> [Required action]
Search the records for lines that contain the word "entrance". Copy them all.

Excerpts from a dataset
————————

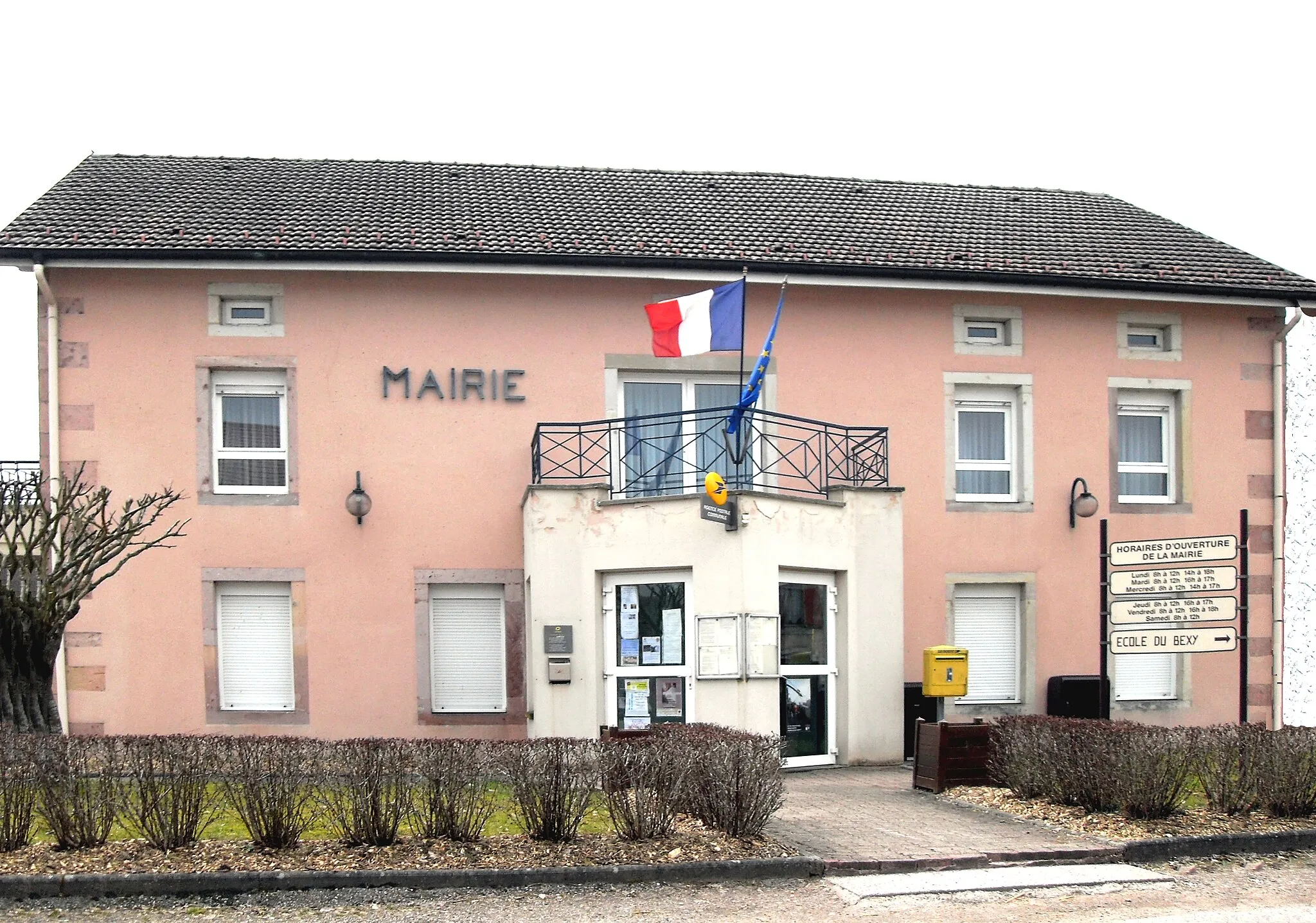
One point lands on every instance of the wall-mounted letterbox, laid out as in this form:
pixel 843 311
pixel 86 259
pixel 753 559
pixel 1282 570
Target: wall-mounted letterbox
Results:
pixel 560 669
pixel 945 671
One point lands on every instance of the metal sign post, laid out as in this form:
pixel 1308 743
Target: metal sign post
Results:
pixel 1103 684
pixel 1243 617
pixel 1162 595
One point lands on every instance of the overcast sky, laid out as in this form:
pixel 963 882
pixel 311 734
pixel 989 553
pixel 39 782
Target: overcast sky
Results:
pixel 1200 114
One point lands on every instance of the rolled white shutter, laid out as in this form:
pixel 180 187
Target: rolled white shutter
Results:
pixel 1143 676
pixel 256 653
pixel 989 628
pixel 467 649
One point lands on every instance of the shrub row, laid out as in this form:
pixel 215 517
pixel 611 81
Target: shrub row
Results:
pixel 169 789
pixel 1148 772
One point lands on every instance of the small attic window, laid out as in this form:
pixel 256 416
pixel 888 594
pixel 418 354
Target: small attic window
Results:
pixel 984 331
pixel 1146 338
pixel 244 310
pixel 254 312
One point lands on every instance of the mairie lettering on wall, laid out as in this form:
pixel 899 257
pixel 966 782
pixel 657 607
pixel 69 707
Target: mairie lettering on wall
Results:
pixel 459 384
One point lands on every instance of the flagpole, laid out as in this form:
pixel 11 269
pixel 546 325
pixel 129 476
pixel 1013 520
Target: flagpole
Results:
pixel 744 296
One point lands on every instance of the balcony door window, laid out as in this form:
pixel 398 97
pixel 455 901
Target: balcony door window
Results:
pixel 674 437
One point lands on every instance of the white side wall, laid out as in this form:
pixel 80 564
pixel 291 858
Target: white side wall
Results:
pixel 574 537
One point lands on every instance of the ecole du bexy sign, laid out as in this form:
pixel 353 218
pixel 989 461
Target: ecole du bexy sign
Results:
pixel 461 384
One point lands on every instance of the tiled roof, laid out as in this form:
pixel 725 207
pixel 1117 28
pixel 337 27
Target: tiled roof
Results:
pixel 198 208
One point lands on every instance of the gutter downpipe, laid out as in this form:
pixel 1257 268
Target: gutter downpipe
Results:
pixel 53 449
pixel 1281 491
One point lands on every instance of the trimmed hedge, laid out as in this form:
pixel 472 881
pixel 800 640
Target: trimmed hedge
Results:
pixel 1148 772
pixel 168 789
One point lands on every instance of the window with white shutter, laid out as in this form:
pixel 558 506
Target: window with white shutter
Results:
pixel 1144 676
pixel 468 660
pixel 254 638
pixel 988 624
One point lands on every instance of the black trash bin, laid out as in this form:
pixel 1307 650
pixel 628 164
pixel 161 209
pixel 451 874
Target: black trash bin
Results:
pixel 1076 696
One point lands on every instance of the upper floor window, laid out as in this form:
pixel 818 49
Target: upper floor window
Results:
pixel 1145 437
pixel 986 444
pixel 251 438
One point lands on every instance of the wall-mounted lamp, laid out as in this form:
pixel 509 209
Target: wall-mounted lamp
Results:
pixel 359 501
pixel 1081 504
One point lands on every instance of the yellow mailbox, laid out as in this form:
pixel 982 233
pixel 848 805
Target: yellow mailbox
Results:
pixel 945 671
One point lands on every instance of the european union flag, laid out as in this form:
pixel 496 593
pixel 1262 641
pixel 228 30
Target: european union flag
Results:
pixel 756 380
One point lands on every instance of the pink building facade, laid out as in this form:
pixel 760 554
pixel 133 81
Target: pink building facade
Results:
pixel 522 574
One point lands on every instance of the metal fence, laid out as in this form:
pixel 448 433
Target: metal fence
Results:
pixel 670 454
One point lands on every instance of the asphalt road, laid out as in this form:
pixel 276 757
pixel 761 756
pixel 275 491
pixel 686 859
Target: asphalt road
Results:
pixel 1252 890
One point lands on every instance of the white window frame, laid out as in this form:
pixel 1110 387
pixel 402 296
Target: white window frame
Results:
pixel 1161 405
pixel 228 304
pixel 272 383
pixel 969 399
pixel 278 590
pixel 1170 693
pixel 994 591
pixel 468 592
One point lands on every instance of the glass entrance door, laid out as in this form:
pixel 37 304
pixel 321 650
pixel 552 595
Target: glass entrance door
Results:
pixel 646 633
pixel 808 675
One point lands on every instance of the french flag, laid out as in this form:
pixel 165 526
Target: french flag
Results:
pixel 700 322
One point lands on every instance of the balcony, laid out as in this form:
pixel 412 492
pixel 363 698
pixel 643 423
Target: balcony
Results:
pixel 670 454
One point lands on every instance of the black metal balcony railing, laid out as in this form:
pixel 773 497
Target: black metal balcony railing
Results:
pixel 670 454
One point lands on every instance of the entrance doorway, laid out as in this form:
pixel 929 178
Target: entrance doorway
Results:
pixel 807 606
pixel 645 635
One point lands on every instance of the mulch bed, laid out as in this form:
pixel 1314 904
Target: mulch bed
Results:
pixel 689 843
pixel 1191 822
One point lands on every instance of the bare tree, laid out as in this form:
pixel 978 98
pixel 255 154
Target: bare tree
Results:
pixel 58 542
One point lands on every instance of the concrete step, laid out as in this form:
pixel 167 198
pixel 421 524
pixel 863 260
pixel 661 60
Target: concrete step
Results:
pixel 998 879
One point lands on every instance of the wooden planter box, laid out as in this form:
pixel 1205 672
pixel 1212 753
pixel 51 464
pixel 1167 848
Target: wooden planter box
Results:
pixel 947 753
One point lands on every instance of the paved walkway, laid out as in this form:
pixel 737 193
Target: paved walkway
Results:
pixel 873 813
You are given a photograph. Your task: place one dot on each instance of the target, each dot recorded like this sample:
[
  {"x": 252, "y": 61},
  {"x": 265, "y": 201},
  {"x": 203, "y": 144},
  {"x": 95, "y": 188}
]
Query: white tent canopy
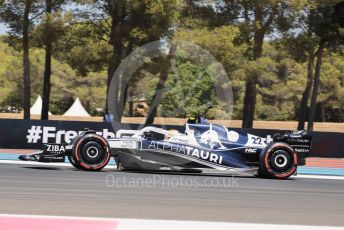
[
  {"x": 77, "y": 110},
  {"x": 36, "y": 108}
]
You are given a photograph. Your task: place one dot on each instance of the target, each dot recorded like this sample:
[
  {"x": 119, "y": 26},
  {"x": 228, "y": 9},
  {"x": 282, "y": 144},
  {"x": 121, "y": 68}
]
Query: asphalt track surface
[{"x": 64, "y": 191}]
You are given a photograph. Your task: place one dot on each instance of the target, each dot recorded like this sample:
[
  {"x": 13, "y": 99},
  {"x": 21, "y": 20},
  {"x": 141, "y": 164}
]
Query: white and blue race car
[{"x": 201, "y": 148}]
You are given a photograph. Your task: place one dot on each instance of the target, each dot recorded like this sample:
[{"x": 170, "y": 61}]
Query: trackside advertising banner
[{"x": 32, "y": 134}]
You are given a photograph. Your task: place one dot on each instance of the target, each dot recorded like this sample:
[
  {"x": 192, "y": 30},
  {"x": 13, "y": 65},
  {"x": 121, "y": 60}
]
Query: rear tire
[
  {"x": 278, "y": 161},
  {"x": 91, "y": 152}
]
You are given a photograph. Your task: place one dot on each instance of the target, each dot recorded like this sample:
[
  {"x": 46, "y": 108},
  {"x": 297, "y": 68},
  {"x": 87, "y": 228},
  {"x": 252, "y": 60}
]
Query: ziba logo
[{"x": 56, "y": 148}]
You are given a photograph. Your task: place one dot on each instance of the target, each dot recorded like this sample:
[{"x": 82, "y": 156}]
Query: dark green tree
[
  {"x": 19, "y": 16},
  {"x": 329, "y": 28}
]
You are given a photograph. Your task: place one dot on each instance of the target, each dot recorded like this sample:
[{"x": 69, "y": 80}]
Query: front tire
[
  {"x": 278, "y": 161},
  {"x": 91, "y": 152}
]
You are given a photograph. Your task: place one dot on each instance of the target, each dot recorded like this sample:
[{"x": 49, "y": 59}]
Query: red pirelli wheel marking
[
  {"x": 290, "y": 150},
  {"x": 77, "y": 152}
]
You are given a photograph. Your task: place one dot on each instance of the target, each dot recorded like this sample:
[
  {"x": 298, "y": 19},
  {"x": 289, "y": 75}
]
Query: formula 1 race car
[{"x": 201, "y": 148}]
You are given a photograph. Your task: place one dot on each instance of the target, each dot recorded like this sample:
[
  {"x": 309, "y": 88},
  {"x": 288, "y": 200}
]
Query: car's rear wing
[{"x": 301, "y": 141}]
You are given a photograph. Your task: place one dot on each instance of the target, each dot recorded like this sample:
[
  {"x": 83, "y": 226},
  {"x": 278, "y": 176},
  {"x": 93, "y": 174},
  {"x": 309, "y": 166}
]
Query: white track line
[
  {"x": 45, "y": 164},
  {"x": 324, "y": 177},
  {"x": 134, "y": 224}
]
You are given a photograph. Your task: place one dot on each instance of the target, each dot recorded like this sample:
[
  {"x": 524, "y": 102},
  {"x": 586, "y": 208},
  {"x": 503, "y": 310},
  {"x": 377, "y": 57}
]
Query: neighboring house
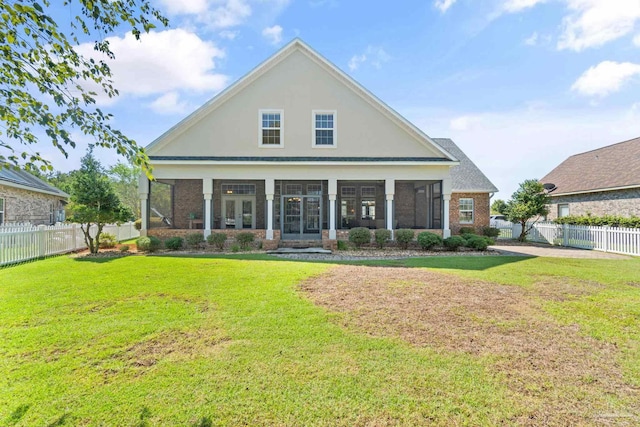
[
  {"x": 27, "y": 199},
  {"x": 600, "y": 182},
  {"x": 298, "y": 150}
]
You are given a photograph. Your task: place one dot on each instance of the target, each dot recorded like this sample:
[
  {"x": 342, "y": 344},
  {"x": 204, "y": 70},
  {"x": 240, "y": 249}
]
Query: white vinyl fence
[
  {"x": 22, "y": 242},
  {"x": 607, "y": 239}
]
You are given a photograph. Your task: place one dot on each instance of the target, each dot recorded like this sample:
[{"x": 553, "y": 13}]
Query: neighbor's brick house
[
  {"x": 605, "y": 181},
  {"x": 27, "y": 199},
  {"x": 297, "y": 150}
]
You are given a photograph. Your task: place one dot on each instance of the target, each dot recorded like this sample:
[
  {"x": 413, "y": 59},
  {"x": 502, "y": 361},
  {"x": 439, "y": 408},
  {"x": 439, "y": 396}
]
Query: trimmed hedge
[{"x": 428, "y": 240}]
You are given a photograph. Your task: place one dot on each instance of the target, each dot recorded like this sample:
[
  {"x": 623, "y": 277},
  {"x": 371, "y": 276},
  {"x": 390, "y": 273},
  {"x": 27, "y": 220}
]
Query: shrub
[
  {"x": 454, "y": 242},
  {"x": 404, "y": 236},
  {"x": 490, "y": 232},
  {"x": 382, "y": 236},
  {"x": 108, "y": 241},
  {"x": 148, "y": 244},
  {"x": 244, "y": 239},
  {"x": 217, "y": 240},
  {"x": 359, "y": 236},
  {"x": 194, "y": 239},
  {"x": 174, "y": 243},
  {"x": 428, "y": 240},
  {"x": 479, "y": 243}
]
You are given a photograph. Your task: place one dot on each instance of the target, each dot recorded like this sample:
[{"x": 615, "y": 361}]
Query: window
[
  {"x": 324, "y": 128},
  {"x": 563, "y": 210},
  {"x": 466, "y": 211},
  {"x": 271, "y": 125},
  {"x": 242, "y": 189}
]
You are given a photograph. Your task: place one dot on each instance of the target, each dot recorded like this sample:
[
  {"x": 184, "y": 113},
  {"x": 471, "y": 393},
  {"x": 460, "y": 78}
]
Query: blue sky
[{"x": 518, "y": 84}]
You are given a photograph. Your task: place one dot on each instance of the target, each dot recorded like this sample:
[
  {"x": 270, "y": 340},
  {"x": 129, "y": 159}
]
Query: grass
[{"x": 231, "y": 341}]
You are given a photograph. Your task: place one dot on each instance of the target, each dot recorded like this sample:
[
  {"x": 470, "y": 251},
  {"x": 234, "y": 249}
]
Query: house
[
  {"x": 605, "y": 181},
  {"x": 27, "y": 199},
  {"x": 298, "y": 150}
]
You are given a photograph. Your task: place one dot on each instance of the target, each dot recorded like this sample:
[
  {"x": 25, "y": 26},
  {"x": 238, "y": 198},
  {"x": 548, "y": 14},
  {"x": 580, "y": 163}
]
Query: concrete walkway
[{"x": 553, "y": 251}]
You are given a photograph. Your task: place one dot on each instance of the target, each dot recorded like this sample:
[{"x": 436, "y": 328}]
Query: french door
[
  {"x": 301, "y": 217},
  {"x": 239, "y": 212}
]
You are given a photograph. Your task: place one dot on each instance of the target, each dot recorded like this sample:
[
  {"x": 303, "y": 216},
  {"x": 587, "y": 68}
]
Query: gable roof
[
  {"x": 18, "y": 178},
  {"x": 466, "y": 177},
  {"x": 296, "y": 45},
  {"x": 612, "y": 167}
]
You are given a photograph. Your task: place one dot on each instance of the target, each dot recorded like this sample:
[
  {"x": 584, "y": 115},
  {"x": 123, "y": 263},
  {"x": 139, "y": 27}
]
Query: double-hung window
[
  {"x": 271, "y": 128},
  {"x": 324, "y": 128},
  {"x": 466, "y": 211}
]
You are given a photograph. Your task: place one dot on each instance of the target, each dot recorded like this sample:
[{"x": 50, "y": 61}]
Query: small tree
[
  {"x": 499, "y": 206},
  {"x": 529, "y": 201},
  {"x": 94, "y": 202}
]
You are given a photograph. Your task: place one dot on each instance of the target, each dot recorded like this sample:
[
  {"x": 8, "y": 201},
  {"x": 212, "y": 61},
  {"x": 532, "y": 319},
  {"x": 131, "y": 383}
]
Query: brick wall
[
  {"x": 624, "y": 203},
  {"x": 28, "y": 206},
  {"x": 187, "y": 199},
  {"x": 481, "y": 211}
]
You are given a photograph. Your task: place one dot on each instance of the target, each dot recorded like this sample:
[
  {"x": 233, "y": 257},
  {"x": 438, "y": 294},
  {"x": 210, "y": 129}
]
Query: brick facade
[
  {"x": 624, "y": 203},
  {"x": 29, "y": 206},
  {"x": 481, "y": 211}
]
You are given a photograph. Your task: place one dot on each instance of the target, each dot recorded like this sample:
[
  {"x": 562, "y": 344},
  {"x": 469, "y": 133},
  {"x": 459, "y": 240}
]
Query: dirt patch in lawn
[{"x": 557, "y": 375}]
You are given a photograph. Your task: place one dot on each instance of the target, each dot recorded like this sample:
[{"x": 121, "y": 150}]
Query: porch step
[
  {"x": 300, "y": 244},
  {"x": 299, "y": 251}
]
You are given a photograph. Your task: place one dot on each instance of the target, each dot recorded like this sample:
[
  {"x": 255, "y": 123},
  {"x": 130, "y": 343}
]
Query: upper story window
[
  {"x": 271, "y": 128},
  {"x": 466, "y": 211},
  {"x": 324, "y": 128}
]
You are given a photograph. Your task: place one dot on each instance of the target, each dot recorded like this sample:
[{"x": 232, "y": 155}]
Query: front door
[
  {"x": 239, "y": 212},
  {"x": 301, "y": 217}
]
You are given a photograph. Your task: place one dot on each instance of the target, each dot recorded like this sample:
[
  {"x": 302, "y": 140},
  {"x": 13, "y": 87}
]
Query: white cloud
[
  {"x": 374, "y": 55},
  {"x": 605, "y": 78},
  {"x": 513, "y": 6},
  {"x": 162, "y": 61},
  {"x": 169, "y": 103},
  {"x": 512, "y": 146},
  {"x": 594, "y": 23},
  {"x": 185, "y": 7},
  {"x": 273, "y": 34},
  {"x": 532, "y": 40},
  {"x": 443, "y": 5}
]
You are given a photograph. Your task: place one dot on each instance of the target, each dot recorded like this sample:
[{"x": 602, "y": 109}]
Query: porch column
[
  {"x": 446, "y": 231},
  {"x": 207, "y": 192},
  {"x": 143, "y": 191},
  {"x": 269, "y": 190},
  {"x": 390, "y": 190},
  {"x": 333, "y": 192}
]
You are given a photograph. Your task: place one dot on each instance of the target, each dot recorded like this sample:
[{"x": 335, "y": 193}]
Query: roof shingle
[{"x": 613, "y": 166}]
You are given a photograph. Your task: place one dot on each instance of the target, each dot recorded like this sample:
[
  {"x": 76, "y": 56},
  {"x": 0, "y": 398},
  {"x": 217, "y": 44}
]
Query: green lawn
[{"x": 221, "y": 341}]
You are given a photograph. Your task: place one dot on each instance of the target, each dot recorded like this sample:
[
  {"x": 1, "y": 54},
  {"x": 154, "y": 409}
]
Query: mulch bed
[{"x": 559, "y": 375}]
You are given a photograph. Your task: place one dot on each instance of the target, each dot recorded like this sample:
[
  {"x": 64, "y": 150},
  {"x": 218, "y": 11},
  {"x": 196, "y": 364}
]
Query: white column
[
  {"x": 390, "y": 190},
  {"x": 143, "y": 191},
  {"x": 207, "y": 192},
  {"x": 446, "y": 231},
  {"x": 269, "y": 190},
  {"x": 333, "y": 192}
]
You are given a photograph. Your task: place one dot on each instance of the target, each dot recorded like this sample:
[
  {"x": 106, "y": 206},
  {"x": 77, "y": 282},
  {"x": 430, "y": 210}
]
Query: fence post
[{"x": 41, "y": 241}]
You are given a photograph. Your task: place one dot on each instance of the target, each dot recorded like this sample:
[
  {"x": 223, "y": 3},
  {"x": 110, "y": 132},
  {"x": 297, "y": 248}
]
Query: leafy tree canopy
[
  {"x": 94, "y": 201},
  {"x": 530, "y": 200},
  {"x": 44, "y": 79}
]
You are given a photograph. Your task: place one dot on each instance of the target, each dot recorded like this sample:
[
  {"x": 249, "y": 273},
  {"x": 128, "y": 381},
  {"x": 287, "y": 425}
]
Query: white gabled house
[{"x": 296, "y": 150}]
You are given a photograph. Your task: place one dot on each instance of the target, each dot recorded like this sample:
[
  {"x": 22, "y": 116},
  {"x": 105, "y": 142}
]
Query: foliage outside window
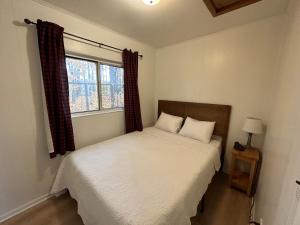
[{"x": 94, "y": 85}]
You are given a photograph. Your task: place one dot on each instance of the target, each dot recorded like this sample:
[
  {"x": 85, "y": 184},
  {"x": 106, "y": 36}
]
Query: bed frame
[{"x": 204, "y": 112}]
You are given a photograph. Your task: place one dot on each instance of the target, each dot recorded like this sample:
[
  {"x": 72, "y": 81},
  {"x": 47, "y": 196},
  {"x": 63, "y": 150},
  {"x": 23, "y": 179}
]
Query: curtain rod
[{"x": 100, "y": 45}]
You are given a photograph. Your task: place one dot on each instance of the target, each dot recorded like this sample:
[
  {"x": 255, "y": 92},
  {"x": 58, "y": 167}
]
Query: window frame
[{"x": 98, "y": 62}]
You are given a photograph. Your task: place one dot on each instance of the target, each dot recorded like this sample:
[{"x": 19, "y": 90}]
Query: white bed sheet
[{"x": 143, "y": 178}]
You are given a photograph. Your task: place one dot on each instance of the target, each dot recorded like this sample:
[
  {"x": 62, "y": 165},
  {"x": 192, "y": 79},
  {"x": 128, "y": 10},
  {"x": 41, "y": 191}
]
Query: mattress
[{"x": 142, "y": 178}]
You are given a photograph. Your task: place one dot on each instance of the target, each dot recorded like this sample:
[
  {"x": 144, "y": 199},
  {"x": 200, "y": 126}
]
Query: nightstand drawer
[{"x": 240, "y": 179}]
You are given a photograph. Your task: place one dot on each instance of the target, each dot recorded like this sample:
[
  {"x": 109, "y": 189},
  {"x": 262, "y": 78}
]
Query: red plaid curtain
[
  {"x": 55, "y": 79},
  {"x": 133, "y": 119}
]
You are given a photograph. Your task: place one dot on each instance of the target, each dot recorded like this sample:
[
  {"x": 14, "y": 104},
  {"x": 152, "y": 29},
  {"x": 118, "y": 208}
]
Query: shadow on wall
[{"x": 43, "y": 163}]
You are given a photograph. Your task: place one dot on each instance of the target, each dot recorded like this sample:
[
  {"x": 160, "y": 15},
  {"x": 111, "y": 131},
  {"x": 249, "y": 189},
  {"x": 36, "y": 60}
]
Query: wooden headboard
[{"x": 201, "y": 111}]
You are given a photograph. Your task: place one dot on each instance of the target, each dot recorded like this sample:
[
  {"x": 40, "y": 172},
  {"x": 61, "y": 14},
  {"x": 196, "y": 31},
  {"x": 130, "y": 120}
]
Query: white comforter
[{"x": 143, "y": 178}]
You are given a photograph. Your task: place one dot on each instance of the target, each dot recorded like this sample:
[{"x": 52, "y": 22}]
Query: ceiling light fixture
[{"x": 151, "y": 2}]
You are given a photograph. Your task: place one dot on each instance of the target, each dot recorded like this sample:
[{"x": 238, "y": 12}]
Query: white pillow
[
  {"x": 169, "y": 123},
  {"x": 199, "y": 130}
]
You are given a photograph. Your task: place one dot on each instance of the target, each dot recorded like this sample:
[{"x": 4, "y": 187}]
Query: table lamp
[{"x": 252, "y": 126}]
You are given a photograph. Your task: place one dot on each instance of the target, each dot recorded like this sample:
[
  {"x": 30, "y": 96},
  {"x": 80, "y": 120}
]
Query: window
[{"x": 94, "y": 85}]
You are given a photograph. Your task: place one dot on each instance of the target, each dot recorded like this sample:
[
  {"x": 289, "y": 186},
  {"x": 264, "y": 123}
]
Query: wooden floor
[{"x": 223, "y": 206}]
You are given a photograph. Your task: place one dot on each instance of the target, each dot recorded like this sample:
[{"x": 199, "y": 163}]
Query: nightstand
[{"x": 244, "y": 180}]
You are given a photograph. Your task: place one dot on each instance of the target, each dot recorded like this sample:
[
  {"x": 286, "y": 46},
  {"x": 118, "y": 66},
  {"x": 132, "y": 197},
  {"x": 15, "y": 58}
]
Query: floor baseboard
[{"x": 24, "y": 207}]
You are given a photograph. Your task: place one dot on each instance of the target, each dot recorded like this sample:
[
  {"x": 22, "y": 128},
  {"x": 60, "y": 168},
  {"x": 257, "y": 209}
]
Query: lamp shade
[{"x": 253, "y": 126}]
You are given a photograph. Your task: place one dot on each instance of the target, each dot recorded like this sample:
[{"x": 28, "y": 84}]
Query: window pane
[
  {"x": 112, "y": 86},
  {"x": 83, "y": 88}
]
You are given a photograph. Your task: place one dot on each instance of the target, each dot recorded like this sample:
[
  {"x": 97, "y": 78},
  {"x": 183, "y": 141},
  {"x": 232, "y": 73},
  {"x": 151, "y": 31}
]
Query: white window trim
[
  {"x": 98, "y": 61},
  {"x": 96, "y": 112}
]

————————

> [Response to the exercise]
One point lands on every instance of the glass entrance door, laid out as in this form:
Target: glass entrance door
One point lands on every instance of the entrance doorway, laid out as in this form:
Target: entrance doorway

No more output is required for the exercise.